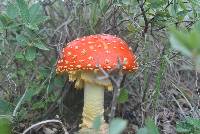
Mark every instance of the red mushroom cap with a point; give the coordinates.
(103, 50)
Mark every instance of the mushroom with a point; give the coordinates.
(83, 57)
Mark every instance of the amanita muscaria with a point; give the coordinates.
(81, 59)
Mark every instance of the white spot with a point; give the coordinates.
(83, 52)
(89, 65)
(109, 67)
(124, 67)
(107, 61)
(76, 47)
(81, 60)
(107, 51)
(78, 66)
(91, 47)
(69, 53)
(90, 58)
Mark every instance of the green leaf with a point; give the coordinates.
(30, 53)
(22, 40)
(12, 10)
(117, 125)
(5, 107)
(24, 12)
(123, 96)
(29, 94)
(178, 45)
(41, 46)
(5, 125)
(19, 55)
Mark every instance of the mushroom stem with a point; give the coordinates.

☆ ☆ ☆ ☆ ☆

• Exercise: Rewrite all of the rows above, substituting "report the coordinates" for every occurrence of "give the coordinates" and keeping everything else unchanged. Omit the pictures from your answer.

• Output of the task:
Mark every instance of the red mushroom cap with a point; report the coordinates.
(103, 50)
Mark every instance of the mushroom with a point; report the coordinates.
(83, 57)
Mark every instance of the amanita muscaria with a point; report the coordinates.
(81, 59)
Mark every instance of the white spot with a point; report the coordinates.
(83, 52)
(89, 65)
(109, 67)
(124, 67)
(107, 61)
(76, 47)
(81, 60)
(107, 51)
(78, 66)
(91, 47)
(69, 53)
(90, 58)
Mark every instance of the green leaf with a point; report the coordinates.
(30, 53)
(22, 40)
(12, 10)
(117, 125)
(5, 107)
(24, 12)
(123, 96)
(29, 94)
(178, 45)
(41, 46)
(5, 125)
(19, 55)
Mark every instance of the mushroom stem with a point; report the coordinates.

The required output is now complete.